- [Tugas yang diberikan]:
• 1. Tuliskan ulang kata demi kata bagian teks tentang pengalaman menjadi relawan di Komunitas 1001buku, mulai dari "Small but Big" sampai dengan "lihat di www.1001buku.org.".
• 2. Lanjutkan teks tentang pengalaman menjadi relawan di Komunitas 1001buku, mulai setelah kalimat terakhirnya.

- [Teks yang diberikan]:
◆ ◆ ◆

Tuesday, January 30, 2007

Small but Big

Hari Sabtu lalu..salah satu keinginanku tercapai. Menjadi relawan. Keinginan yang sebetulnya simple, tapi entah kenapa baru dijalankan sekarang. (Aku sering banget mengalami ini, banyak keinginan, tapi hanya berhenti di keinginan. Susah sekali mengambil langkah pertama.Bad habit..hehe)

Akhirnya, berkat ajakan salah seorang teman kantor, Sabtu lalu aku memutuskan bergabung jadi relawan di Komunitas 1001buku. Sebuah komunitas yang sangat berdedikasi, two thumbs up untuk inisiatif dan keberanian mereka melakukan. Nobody got paid, and they did this to fight illiteracy in this country! Aku rasa informasi tentang komunitas ini sudah tersebar luas, tapi kalau ada yang ingin tahu lebih detil, bisa lihat di www.1001buku.org.

Pertama kali datang, aku hanya bertugas membantu mengklasifikasikan buku-buku yang akan dibagikan ke puluhan taman bacaan, melabeli, dan input data. Simple. Tapi menyenangkan karena bisa sedikit berkontribusi. Siangnya aku dapet bonus pengalaman. Mendadak diminta jadi salah satu relawan pendamping untuk diskusi antar kelompok pengelola taman bacaan mengenai kekurangan dan kelebihan mereka masing-masing, semacam analisa SWOT. Dan aku tidak pernah menyangka, diskusi itu akan menjadi inspirasi dan semangat tersendiri buatku pribadi.

◆ ◆ ◆

- [Materi yang diberikan]:
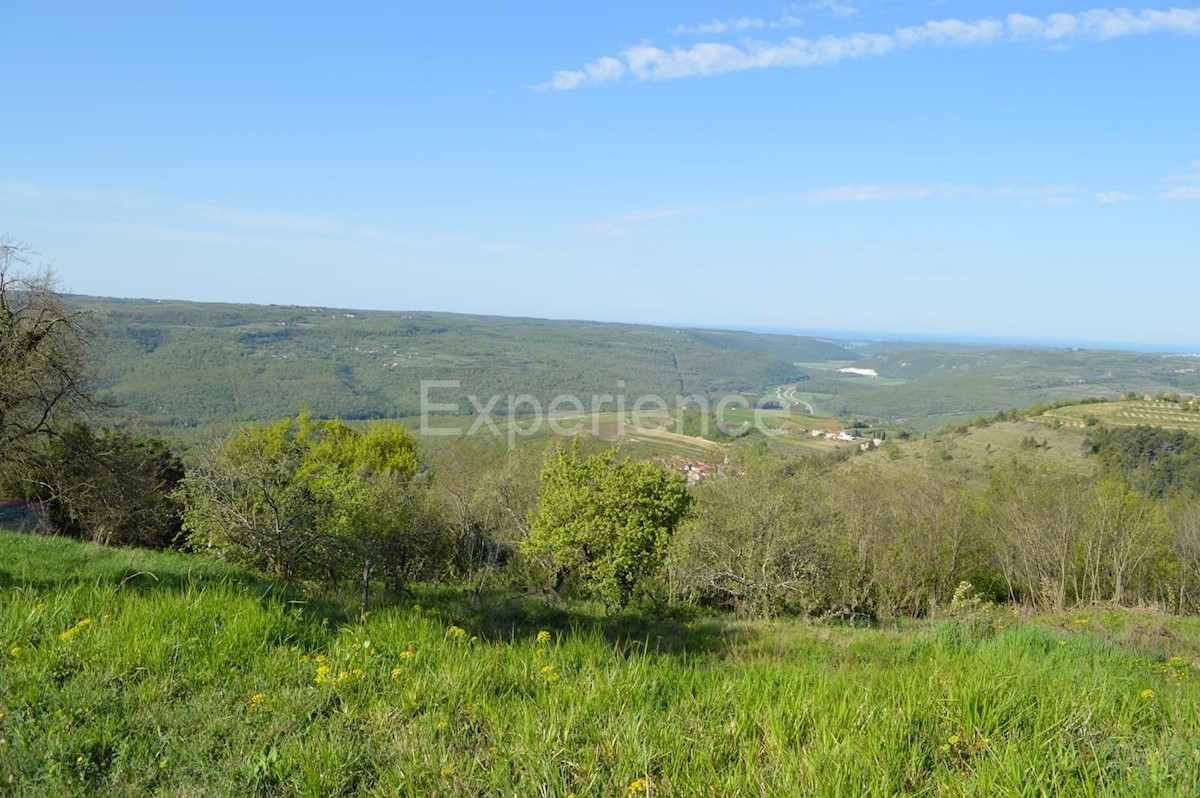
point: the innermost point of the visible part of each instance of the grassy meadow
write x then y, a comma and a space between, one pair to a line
129, 672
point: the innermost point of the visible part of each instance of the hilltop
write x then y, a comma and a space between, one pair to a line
192, 366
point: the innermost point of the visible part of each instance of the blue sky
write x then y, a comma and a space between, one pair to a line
1000, 169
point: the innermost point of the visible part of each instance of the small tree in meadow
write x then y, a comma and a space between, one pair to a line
604, 522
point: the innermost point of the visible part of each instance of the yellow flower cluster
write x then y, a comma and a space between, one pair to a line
549, 673
75, 630
325, 675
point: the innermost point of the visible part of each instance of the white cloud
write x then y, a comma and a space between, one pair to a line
833, 6
1182, 185
1182, 192
649, 63
604, 70
719, 27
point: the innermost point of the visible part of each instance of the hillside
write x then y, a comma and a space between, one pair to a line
191, 366
185, 364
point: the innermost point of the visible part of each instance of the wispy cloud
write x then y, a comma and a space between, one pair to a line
717, 27
619, 223
1182, 185
833, 6
703, 59
269, 220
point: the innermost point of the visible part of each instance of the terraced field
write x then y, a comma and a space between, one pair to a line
1169, 415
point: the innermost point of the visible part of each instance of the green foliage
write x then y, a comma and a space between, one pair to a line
201, 681
605, 522
307, 498
1156, 461
762, 543
111, 486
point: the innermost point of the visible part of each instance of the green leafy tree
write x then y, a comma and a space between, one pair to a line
365, 510
605, 523
306, 498
111, 486
762, 541
243, 499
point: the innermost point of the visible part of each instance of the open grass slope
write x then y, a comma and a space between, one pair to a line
973, 451
132, 673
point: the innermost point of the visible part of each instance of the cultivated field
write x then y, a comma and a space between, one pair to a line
1169, 415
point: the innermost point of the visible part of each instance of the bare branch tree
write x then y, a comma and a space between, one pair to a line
45, 364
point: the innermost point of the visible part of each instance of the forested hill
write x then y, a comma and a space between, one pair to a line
178, 365
173, 363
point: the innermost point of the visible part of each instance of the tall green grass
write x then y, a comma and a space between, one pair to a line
201, 679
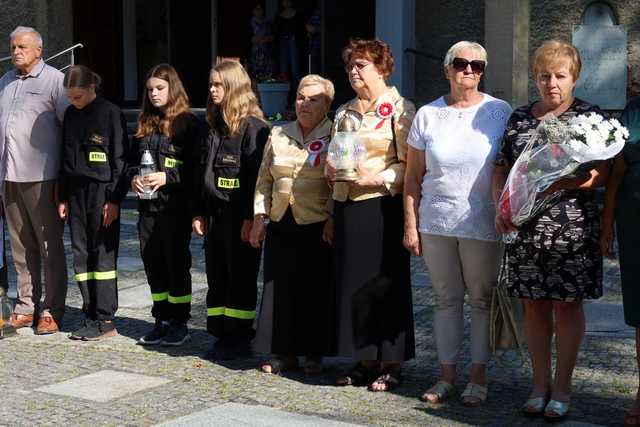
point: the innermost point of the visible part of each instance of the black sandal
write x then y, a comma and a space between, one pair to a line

◆ ◆ ◆

- [Jawaban tiap tugas]:
• 1.
Small but Big

Hari Sabtu lalu..salah satu keinginanku tercapai. Menjadi relawan. Keinginan yang sebetulnya simple, tapi entah kenapa baru dijalankan sekarang. (Aku sering banget mengalami ini, banyak keinginan, tapi hanya berhenti di keinginan. Susah sekali mengambil langkah pertama.Bad habit..hehe)

Akhirnya, berkat ajakan salah seorang teman kantor, Sabtu lalu aku memutuskan bergabung jadi relawan di Komunitas 1001buku. Sebuah komunitas yang sangat berdedikasi, two thumbs up untuk inisiatif dan keberanian mereka melakukan. Nobody got paid, and they did this to fight illiteracy in this country! Aku rasa informasi tentang komunitas ini sudah tersebar luas, tapi kalau ada yang ingin tahu lebih detil, bisa lihat di www.1001buku.org.

• 2.
Para pemilik dan pengelola taman bacaan itu sebagian besar justru bukan dari kalangan berlebih. Diantara mereka bahkan ada yang mengawalinya dengan membuat rak-rak di kandang ayam, dan ditulisi 'baca buku, gratis'. Buku-bukunya yang berjumlah 30 buah adalah koleksi pribadi. Tidak banyak anak-anak yang datang, sehingga ia memutuskan untuk membuat taman bacaan di dalam gerobak. Gerobak ini didorong keliling kampung, dengan jadwal-jadwal mangkal diatur pada hari-hari tertentu. Terkadang, gerobak ini ditinggal untuk main bola begitu saja, sementara anak-anak membaca. Anak-anak itu begitu senangnya membaca, sehingga jika ada salah satu buku yang hilang, justru mereka yang akan mencarikan.

Taman bacaan lainnya berawal dari bimbingan belajar kecil-kecilan. Sang pemilik yang sepertinya berusia belia ini berfikir, alangkah bermanfaatnya jika selain bimbingan belajar, ia juga menyediakan perpustakaan gratis. Beberapa taman bacaan yang sudah berjalan lama biasanya menambahkan program-program lain yang menarik untuk anak-anak. Seperti memutar film pengetahuan, dan kunjungan ke perpustakaan/taman bacaan yang lebih besar. Semua nya menggunakan dana swadaya dibantu masyarakat sekitar.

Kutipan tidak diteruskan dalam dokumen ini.